GIVEN REQUEST: Repeat exactly the lines from the one containing "If you could spot the door knob" through the last line of the records below, both included, and nothing else.

TASK INPUTS:
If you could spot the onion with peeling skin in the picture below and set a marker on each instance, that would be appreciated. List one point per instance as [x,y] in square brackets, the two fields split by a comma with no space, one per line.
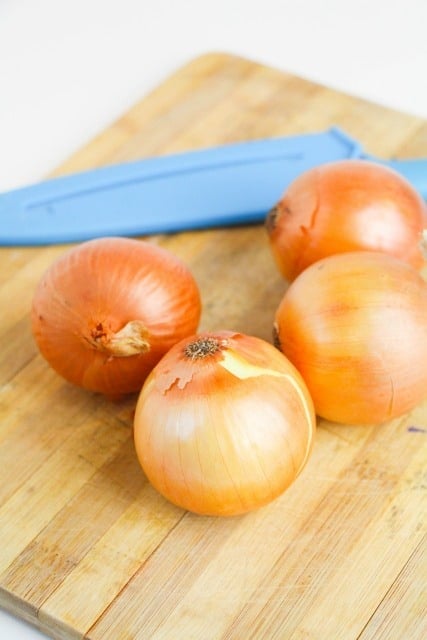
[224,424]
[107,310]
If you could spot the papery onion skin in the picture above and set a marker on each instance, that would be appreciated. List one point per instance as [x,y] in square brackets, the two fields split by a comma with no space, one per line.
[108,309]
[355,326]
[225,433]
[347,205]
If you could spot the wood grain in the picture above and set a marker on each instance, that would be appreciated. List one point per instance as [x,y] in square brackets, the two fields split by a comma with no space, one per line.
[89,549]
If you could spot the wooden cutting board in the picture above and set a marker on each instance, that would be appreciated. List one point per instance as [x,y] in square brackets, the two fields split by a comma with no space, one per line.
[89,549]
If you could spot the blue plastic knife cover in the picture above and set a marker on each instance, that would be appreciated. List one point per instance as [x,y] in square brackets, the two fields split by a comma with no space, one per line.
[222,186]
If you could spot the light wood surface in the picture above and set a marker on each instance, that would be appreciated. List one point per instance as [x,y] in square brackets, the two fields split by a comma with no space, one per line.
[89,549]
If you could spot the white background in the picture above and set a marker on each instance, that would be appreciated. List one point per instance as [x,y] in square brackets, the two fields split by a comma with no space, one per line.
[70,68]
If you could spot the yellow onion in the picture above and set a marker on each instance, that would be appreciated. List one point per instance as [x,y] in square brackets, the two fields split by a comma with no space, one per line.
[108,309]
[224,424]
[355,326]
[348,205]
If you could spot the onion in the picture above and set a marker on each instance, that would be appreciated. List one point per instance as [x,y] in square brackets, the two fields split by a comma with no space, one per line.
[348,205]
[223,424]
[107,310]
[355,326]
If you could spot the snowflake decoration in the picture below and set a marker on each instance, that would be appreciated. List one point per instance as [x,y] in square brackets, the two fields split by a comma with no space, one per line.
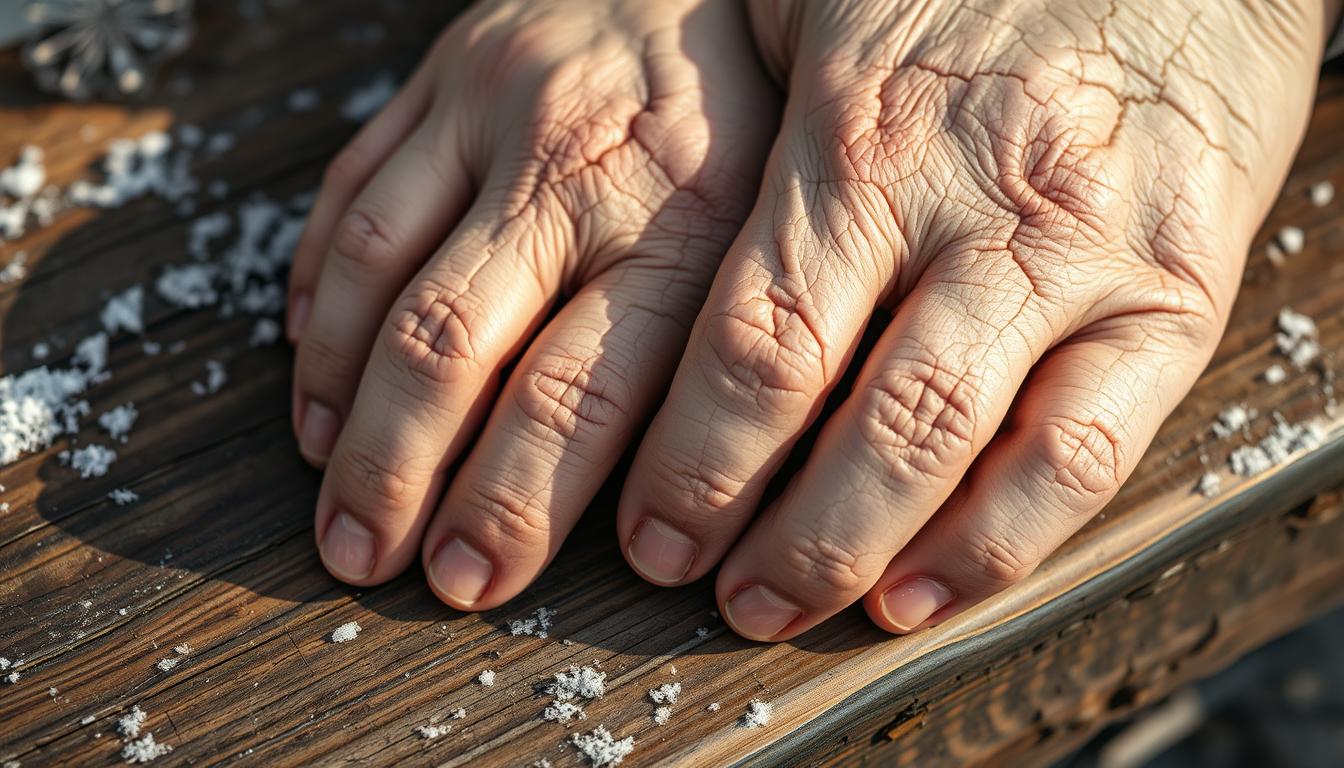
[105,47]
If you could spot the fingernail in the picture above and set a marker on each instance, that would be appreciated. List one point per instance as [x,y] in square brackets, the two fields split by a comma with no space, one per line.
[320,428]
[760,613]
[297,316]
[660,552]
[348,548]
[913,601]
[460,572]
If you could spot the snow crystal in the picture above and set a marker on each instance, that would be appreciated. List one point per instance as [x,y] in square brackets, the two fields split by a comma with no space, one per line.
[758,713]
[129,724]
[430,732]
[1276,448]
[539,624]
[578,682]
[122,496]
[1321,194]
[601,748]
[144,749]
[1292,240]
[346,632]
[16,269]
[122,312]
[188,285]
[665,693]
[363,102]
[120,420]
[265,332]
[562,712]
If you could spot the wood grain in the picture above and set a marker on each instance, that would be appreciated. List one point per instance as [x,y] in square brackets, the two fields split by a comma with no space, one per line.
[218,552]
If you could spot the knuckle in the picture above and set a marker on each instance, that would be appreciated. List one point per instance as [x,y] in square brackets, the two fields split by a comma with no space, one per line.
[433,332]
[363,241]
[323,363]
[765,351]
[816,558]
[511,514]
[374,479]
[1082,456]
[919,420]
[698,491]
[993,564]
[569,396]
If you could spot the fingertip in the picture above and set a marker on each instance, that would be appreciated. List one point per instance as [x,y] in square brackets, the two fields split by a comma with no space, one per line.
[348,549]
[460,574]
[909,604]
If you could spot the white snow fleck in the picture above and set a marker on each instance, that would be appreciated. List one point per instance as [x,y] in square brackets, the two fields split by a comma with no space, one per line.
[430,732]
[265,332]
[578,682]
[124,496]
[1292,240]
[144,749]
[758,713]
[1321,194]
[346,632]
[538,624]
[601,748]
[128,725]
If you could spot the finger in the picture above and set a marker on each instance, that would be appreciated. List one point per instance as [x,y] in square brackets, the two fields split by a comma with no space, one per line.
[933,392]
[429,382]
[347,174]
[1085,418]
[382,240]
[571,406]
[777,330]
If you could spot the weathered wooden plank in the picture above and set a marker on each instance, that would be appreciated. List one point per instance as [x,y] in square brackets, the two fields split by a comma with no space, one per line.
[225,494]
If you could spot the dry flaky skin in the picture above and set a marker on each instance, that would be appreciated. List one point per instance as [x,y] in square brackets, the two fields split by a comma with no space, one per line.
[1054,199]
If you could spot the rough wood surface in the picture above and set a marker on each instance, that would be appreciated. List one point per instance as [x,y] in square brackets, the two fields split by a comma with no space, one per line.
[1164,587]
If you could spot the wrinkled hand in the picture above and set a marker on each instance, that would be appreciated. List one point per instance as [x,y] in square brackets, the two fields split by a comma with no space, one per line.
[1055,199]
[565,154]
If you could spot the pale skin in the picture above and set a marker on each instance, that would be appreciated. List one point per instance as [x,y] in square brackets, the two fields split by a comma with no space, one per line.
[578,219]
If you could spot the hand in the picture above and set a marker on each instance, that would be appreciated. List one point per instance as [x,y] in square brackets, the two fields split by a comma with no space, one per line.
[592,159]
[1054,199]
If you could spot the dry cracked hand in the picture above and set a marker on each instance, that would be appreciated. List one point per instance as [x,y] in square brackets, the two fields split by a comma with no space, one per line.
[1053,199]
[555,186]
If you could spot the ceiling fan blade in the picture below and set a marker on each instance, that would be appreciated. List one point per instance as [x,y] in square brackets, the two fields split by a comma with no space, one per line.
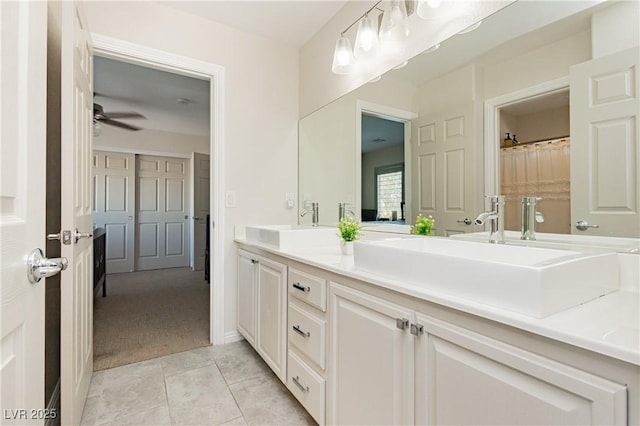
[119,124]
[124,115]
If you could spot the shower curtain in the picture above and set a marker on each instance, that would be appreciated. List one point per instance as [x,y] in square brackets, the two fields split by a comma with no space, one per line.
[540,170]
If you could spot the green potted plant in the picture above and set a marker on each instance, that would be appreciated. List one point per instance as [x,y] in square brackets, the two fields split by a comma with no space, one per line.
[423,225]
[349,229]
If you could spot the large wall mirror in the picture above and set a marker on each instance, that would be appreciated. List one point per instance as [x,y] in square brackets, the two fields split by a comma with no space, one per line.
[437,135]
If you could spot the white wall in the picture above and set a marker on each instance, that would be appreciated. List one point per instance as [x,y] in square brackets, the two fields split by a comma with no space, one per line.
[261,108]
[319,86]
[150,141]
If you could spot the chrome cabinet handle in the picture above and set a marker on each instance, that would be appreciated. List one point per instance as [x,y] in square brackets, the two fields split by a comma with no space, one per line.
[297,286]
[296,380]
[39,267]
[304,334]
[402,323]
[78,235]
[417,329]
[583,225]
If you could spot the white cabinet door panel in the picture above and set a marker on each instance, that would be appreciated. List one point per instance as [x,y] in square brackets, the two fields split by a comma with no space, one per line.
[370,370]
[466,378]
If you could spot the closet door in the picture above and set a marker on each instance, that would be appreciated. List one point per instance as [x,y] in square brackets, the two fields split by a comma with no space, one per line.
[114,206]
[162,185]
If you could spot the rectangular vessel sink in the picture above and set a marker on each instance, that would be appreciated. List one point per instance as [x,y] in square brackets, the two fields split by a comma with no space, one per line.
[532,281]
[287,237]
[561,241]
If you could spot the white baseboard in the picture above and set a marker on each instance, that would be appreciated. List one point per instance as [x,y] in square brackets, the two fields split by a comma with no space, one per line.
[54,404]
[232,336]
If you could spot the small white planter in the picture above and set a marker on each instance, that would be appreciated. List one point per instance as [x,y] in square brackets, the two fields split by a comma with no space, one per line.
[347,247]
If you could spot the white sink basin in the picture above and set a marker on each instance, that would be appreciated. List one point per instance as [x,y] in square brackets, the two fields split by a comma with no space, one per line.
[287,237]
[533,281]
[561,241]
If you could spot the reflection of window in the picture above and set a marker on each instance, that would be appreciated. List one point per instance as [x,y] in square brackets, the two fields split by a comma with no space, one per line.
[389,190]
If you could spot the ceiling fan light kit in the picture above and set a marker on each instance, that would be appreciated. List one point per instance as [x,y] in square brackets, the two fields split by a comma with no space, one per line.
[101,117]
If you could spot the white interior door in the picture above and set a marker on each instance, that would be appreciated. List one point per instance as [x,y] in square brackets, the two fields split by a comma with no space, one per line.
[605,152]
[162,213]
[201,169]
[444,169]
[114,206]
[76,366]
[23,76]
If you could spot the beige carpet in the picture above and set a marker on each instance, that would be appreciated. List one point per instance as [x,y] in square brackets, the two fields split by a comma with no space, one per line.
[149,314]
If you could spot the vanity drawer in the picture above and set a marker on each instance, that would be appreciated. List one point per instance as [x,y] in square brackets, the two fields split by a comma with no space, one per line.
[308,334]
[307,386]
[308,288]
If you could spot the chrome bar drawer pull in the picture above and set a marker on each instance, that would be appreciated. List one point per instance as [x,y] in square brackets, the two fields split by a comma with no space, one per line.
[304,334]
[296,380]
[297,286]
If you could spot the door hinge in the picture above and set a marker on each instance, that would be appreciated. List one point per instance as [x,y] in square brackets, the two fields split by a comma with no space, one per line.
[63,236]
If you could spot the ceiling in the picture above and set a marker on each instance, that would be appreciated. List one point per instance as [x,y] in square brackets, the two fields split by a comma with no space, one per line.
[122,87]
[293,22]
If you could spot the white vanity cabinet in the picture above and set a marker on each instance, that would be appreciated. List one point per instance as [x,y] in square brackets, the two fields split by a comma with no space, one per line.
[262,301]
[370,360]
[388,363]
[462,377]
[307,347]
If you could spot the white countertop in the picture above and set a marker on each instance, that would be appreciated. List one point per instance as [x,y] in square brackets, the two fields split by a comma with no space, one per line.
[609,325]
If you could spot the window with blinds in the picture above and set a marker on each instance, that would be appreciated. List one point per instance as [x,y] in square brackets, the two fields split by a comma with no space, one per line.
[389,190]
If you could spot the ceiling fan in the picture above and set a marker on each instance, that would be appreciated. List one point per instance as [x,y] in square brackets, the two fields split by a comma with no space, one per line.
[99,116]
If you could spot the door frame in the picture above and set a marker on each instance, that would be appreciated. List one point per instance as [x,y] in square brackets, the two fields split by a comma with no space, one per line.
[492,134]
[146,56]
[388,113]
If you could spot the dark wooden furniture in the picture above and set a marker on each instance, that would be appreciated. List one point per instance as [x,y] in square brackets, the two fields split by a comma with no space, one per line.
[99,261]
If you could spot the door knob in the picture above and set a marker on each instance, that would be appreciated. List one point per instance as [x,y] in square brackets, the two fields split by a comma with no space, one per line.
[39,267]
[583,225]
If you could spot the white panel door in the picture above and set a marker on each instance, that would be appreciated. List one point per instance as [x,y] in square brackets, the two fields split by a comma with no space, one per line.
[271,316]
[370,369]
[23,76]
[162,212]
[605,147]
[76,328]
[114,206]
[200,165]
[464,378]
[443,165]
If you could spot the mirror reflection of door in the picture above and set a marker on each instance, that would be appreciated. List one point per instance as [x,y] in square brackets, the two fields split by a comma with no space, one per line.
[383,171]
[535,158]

THE COMPLETED TASK:
If you could spot the door knob in the picture above and set a marker on each instance, that would be appreciated. List one point per instance as [x,y] in square brackets, the two fields split by a comma with no space, one per line.
[39,267]
[583,225]
If you could spot the white panel door in the picture above and set a marker on each instance, that would be appreciated. List one point per instance as [x,y] in square brackets, the two fields split by a comma with no space, one per line.
[271,316]
[370,369]
[23,76]
[162,212]
[605,147]
[76,328]
[114,206]
[200,165]
[464,378]
[443,165]
If you could spot the mirror reflection of door in the picture above and set a marker on each instance, that would be appreciated. List one point per instance as [x,y] in square brackets, the two fields split by a comma with no space, one per line.
[383,171]
[535,158]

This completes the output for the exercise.